Gekozen fragment ->
=-=-=

En hoezeer ik die wereld ook verafschuw, toch voel ik me er soms thuis. Van harte. Misschien heb ik ze soms tekort gedaan, in dit schrijven. De artsen. De verpleegkundigen. Al het ziekenhuispersoneel – tot de vrijwilligers bij de ingang toe. Want ze zijn goed voor Fieke en mij geweest. En nog steeds. Allemaal. Stuk voor stuk. En sommigen in het bijzonder.

Zo is er Ria. Ria is Fiekes fysiotherapeut in het ziekenhuis. Ria is klein en zestig, Ria draagt een blauw fleecevest over haar witte ziekenhuistenue en Ria knijpt Fieke in haar wangen als ze nog bij mij in de draagzak zit. Ria is lief. Ria aait Fieke over haar haren, neuriet gedurig tijdens het onderzoek en omvat soms Fiekes gezichtje in haar beide handen. Ria ligt languit op de grond, daagt Fieke uit tot bewegen, juicht bij de minste vooruitgang als was ze haar oma. Ria lijkt altijd zeeën van tijd te hebben, ze luistert en vraagt, ze vraagt hoe het met mij gaat, ze vraagt altijd hoe het met mij gaat.
Ria plant afspraken als ik toch al in het ziekenhuis moet zijn - ‘want dat is toch veel fijner voor jou, meidje!’, Ria wandelt altijd persoonlijk met mij naar het spreekkamertje van Fiekes logopedist, Ria geeft mij het gevoel dat Fieke bijzonder is, dat ik bijzonder ben. Ria is bijzonder.

Ria was ook de eerste die eerlijk was. De enige ook. Voordat er een diagnose was bij Fieke omgaven de artsen zich met maximale vaagheid. ‘We kunnen nog niks zeggen’ en ‘het kan werkelijk alle kanten op’ en ‘we moeten het echt afwachten’ en ‘ik ga hier geen uitspraak over doen’. In november vroeg ik aan Ria: ‘Zeg eens eerlijk, Ria. Niet als arts, gewoon als mens. Wat denk jij van Fieke? Komt er iets uit het onderzoek?’
Ik weet nog hoe ze me aankeek, half aarzelend, haar felle ogen achter haar rode bril. Ik weet nog hoe ze van Fieke naar mij keek en toen weer naar Fieke en hoe ze toen slechts vier woorden zei: ‘Ik vind het zorgelijk.’ Ik knikte, geloofde haar niet, maar knikte toch, vond dat ze het mis had, maar knikte toch, liet het moment wegdwarrelen, nee, nee, ik dúwde het moment het kamertje uit, maar haar blik en haar woorden zogen zich vast in mijn hart, in mijn gemoed. Toen ik een kwartier later het kamertje uitliep, heb ik mijn telefoon uit mijn jaszak gegrist, Geurt gebeld. Zonder aankondiging kieperde ik de woorden het telefoongesprek in: ‘De fysio vindt Fiekes situatie zorgelijk..’ – en ik geloof dat ik iets hijgde, maar ik liep en belde tegelijk en ik heb de conditie van een cavia, dus daar kan het ook aan liggen. En toen gingen Geurt en ik het woord ‘zorgelijk’ ontleden. Wanneer noem je iets zorgelijk? Hoe duid jij het woord zorgelijk? Als iemand zegt: ‘de situatie is zorgelijk’, wat denk je dan?

=-=-=

Verzamelde gegevens ->
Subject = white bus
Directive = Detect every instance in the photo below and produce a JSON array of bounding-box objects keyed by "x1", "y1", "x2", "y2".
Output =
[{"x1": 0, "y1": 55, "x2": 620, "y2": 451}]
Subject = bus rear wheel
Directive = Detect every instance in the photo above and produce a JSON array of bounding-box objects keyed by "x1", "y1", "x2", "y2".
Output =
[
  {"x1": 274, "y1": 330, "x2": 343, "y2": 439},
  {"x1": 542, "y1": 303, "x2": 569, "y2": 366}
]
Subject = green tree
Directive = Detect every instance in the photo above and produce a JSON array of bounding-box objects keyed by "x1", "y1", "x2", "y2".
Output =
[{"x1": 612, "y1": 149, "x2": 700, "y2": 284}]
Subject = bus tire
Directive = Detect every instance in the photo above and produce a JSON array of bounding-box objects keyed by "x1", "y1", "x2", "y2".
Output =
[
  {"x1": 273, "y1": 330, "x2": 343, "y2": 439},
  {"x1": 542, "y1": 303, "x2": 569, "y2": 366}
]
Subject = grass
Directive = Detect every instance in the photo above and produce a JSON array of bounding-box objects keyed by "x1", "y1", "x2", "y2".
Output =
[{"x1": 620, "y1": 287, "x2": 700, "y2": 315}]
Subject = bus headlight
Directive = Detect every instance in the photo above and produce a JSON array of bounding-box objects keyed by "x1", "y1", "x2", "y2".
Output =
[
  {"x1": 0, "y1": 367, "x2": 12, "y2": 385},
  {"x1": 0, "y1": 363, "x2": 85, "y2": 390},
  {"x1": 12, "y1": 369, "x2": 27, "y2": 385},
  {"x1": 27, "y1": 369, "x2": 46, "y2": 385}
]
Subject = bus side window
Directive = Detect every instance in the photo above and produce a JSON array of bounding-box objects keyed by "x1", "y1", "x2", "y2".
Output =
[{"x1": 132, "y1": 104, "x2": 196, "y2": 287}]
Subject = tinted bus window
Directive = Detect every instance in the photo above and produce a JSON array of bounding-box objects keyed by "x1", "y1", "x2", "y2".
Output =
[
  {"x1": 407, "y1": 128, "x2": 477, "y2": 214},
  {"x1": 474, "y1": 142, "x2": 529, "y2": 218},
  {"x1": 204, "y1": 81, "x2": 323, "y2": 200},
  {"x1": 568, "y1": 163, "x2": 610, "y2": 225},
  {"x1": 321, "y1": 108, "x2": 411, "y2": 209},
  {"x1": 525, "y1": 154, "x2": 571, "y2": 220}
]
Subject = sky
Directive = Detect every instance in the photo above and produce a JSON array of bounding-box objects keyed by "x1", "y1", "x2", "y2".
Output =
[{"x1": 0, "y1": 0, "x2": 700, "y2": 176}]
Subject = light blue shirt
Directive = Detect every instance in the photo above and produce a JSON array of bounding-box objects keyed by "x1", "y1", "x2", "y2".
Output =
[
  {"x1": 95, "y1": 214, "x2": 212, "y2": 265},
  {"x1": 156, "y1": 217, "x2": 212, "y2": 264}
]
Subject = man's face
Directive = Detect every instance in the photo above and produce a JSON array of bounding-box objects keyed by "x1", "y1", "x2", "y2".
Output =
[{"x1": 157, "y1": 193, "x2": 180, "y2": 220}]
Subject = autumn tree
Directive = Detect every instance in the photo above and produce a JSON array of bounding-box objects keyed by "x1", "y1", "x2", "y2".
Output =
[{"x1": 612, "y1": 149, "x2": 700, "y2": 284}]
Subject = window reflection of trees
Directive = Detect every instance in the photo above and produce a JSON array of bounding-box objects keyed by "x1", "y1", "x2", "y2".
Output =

=-=-=

Schrijf het fragment over Ria, de fysiotherapeut van Fieke, verder vanaf de laatste zin.

Geurt zei dat ik door had moeten vragen bij de fysio, maar ik durfde niet: niet omdat ik bang was voor Ria, maar omdat ik bang was voor de waarheid. Ik had de neiging om aan omstanders te vragen: ‘Hoe duidt u het woord zorgelijk?’, maar dat was ook zo wat, zeker voor een hijgende cavia. Dus ik zocht het woord op in het woordenboek, in alle online woordenboeken, keek en vergeleek, proefde het woord, probeerde het woord te begrijpen in combinatie met de blik van Ria op het moment dat ze het uitsprak. En het hielp me niet. Natuurlijk hielp het me niet. En tóch ligt dat moment uit november veilig en voor altijd ingebakerd in mijn diepste gemoed. Dat moment in dat spreekkamertje, waarbij Ria en ik veranderen van arts en patiënt in mens en mens.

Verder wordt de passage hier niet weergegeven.